Задание:
Ответьте на вопросы по тексту о Елене.
(а) Какие изображения женщины обнаружены при раскопках в Феранне?
(б) Кем, судя по тексту, приносились в жертву фигурки львов?
(в) С каким циклом мифов связаны главные сюжеты о похищении Елены?

Исходный текст:
Превращение Елены в яблоко раздора между микенскими царствами (исторической Аххиявой) и Троей, понадобившееся Гомеру для придания смысла фиктивному сюжету Троянской войны, полностью разрушило первоначальный смысл образа Елены. Однако раскопки в Феранне помогли восстановить древние представления, связанные с богиней Еленой. Обнаружены архаические свинцовые изображения крылатой женщины. Скорее всего, именно так виделась почитателям богиня окрыляющей, поднимающей над повседневностью красоты. Обнаруженные там же фигурки львов, воплощение мощи, видимо, приносились в жертву юношами, ибо физическая сила для мужского пола – элемент того же совершенства, каким мыслилась богиня Елена.

Среди преданий о Елене главные из сюжетов о ее похищении связаны с троянским циклом мифов.

Записи:

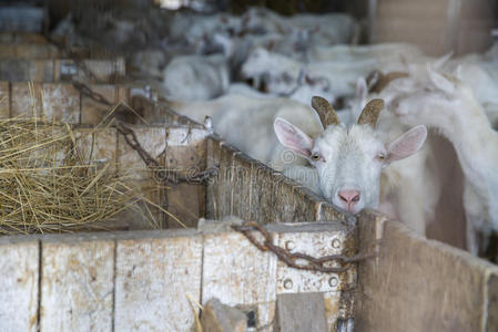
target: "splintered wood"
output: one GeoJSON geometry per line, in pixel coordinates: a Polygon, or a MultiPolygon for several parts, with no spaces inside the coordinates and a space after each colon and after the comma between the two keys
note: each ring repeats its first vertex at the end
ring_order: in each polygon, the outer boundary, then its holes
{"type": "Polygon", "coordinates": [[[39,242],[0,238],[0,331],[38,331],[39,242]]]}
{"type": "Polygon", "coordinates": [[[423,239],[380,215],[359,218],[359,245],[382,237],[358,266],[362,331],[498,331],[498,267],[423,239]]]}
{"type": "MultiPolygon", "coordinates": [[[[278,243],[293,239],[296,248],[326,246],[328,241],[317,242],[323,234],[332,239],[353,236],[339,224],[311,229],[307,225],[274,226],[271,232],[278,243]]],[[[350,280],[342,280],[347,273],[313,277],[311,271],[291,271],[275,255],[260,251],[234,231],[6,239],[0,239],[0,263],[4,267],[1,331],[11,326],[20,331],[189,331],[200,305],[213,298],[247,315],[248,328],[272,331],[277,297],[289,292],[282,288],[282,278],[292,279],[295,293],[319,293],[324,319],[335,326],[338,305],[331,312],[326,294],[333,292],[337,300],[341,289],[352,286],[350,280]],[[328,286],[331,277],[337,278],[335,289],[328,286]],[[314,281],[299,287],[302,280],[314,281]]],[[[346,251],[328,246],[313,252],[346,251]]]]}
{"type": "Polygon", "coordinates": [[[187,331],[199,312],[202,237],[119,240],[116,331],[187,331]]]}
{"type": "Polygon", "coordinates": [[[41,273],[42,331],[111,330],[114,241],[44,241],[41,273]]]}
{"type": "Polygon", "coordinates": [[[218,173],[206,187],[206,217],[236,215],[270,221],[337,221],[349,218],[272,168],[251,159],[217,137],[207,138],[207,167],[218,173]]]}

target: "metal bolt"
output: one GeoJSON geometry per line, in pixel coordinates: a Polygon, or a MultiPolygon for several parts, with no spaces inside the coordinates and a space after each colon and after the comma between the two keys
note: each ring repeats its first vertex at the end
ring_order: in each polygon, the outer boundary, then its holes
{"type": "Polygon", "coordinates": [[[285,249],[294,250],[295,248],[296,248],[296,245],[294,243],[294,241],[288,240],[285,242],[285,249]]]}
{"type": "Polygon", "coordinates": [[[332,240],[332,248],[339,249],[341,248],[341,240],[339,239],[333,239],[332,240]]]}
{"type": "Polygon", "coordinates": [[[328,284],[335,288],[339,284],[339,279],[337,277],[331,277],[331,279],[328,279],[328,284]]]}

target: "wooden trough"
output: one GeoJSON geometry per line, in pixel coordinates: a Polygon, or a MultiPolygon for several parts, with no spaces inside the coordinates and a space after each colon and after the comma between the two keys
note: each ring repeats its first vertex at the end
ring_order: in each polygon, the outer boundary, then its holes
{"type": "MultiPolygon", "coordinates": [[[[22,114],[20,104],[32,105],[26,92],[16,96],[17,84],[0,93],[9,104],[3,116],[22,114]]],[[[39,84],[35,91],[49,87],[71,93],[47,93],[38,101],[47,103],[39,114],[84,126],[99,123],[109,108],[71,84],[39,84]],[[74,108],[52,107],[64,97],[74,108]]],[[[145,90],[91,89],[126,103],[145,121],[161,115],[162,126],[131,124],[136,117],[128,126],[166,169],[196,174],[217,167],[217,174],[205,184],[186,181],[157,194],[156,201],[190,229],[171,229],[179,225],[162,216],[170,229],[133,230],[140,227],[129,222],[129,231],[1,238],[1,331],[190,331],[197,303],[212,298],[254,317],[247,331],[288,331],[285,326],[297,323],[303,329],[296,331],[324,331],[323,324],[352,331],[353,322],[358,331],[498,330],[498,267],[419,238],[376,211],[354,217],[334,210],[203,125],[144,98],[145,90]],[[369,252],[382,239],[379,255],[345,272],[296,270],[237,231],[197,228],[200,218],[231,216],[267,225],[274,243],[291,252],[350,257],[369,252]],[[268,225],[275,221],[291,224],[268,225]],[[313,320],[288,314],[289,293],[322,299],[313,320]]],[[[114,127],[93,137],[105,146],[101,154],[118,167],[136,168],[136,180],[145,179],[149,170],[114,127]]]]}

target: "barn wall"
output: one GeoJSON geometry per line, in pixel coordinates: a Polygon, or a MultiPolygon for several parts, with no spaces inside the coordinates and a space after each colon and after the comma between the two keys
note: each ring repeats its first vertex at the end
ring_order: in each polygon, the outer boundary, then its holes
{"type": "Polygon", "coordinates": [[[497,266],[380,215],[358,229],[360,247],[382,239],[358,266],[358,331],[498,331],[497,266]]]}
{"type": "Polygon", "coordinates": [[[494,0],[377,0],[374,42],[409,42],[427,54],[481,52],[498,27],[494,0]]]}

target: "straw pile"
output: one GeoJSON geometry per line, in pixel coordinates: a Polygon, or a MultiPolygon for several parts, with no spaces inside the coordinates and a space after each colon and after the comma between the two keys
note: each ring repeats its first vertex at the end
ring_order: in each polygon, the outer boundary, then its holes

Ответ:
(а) Архаические свинцовые изображения крылатой женщины.
(б) Юношами.
(в) С троянским циклом мифов.